▶ **Instrucción 1**
Según el texto fuente, ¿contra quiénes crearon Washington y sus aliados centroasiáticos a Al Qaeda para actuar en Afganistán?

▶ **Texto fuente**
┄┄┄┄┄┄

Alianza cínica que ha pasado por alto el evidente hecho de que tales segmentos también acceden a semejante asociación en busca de materializar sus propios intereses con no menos carga de doblez, por lo tanto, sus acuerdos son tan volátiles, que en no pocas ocasiones llegan a arremeter contra aquellos que les auparon y financiaron.
De manera que, para no ir muy lejos en la historia, habría que admitir que si bien entidades brutales como Al Qaeda y el ahora Estado Islámico, EI, han golpeado y golpean a sus propios mentores y se extienden fuera de la geografía diseñada de antemano por estos últimos como “el radio de acción preferente” en busca de hacer valer sus torcidas doctrinas, el pecado original de semejante entuerto radica en la absurda idea hegemonista de reclutar, armar, entrenar y hacer fuertes a tales especímenes para intentar convertirlos en punta de lanza de sus aspiraciones pancistas y ambiciones desmedidas.
Así, Washington y sus aliados centroasiáticos crearon Al Qaeda para actuar en Afganistán contra el gobierno democrático local y las tropas soviéticas que acudieron en su apoyo, y luego la utilizaron en el desmembramiento yugoslavo, en fallidos intentos separatistas en Chechenia y el suroeste de China, en acciones desestabilizadoras contra varias repúblicas asiáticas exintegrantes de la URSS, en el desmonte violento de las autoridades libias, y en las pretensiones de desbancar al gobierno de Bashar el Assad, en Siria.
Una Al Qaeda que, junto a otras agrupaciones pagadas desde el exterior por similares fuentes, está en la génesis del actual Estado Islámico, empeñado evidentemente en sembrar la angustia y la muerte a escala planetaria a partir de sus ácidas concepciones fanáticas e intransigentes.
En consecuencia, si hubo miles de muertos en Nueva York el 11 de septiembre de 2001, y si desde entonces las víctimas inocentes se multiplicaron y multiplican como consecuencia de nuevas barbaries terroristas en París, Estambul o Yakarta, por solo citar las más recientes incursiones del EI en otras partes del orbe, una carga esencial de responsabilidad recae sobre los que dieron la mano a tales elementos y propiciaron el siniestro desborde de su aberrada línea de acción.

┄┄┄┄┄┄

▶ **Extracto de filas**
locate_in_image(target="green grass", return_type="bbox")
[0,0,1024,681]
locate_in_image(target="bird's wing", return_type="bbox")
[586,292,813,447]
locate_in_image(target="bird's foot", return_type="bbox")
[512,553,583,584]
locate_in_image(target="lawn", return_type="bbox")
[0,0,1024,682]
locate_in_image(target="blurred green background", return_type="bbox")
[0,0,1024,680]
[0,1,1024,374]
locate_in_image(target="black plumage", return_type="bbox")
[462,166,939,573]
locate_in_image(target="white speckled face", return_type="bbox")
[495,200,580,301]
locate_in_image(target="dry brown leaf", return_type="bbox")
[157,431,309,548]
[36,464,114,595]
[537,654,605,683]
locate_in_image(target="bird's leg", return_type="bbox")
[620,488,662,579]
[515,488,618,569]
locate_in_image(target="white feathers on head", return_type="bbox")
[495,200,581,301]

┄┄┄┄┄┄

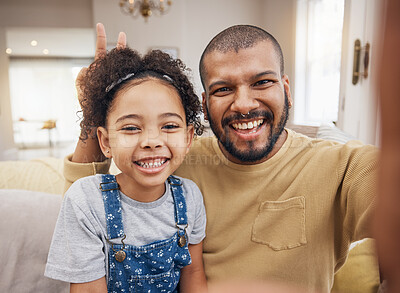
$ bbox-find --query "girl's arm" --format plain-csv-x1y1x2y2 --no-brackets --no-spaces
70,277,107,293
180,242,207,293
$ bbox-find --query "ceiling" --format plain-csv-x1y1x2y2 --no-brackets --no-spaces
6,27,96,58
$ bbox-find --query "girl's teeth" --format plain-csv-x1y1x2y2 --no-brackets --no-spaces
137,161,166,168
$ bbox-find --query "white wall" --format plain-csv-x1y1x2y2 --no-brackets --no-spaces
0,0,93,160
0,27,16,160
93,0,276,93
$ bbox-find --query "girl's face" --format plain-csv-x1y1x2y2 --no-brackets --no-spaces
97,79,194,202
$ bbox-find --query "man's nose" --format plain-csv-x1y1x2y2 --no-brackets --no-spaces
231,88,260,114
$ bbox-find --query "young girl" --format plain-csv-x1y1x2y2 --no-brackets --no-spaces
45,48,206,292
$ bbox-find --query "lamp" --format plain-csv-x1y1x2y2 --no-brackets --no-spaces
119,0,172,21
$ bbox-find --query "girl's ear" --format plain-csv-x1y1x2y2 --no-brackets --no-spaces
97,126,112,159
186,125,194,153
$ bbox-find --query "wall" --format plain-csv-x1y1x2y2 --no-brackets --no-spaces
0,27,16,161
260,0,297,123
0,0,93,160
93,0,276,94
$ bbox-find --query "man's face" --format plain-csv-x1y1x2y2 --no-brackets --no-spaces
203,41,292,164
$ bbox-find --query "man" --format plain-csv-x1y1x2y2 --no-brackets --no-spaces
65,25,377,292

┄┄┄┄┄┄

▶ **Instrucción 2**
Localiza en las filas cada línea que contenga la cadena "white" y cópiala.

▶ **Respuesta correcta 1**
Contra el gobierno democrático local y las tropas soviéticas que acudieron en su apoyo.

▶ **Respuesta correcta 2**
locate_in_image(target="white speckled face", return_type="bbox")
locate_in_image(target="white feathers on head", return_type="bbox")
$ bbox-find --query "white wall" --format plain-csv-x1y1x2y2 --no-brackets --no-spaces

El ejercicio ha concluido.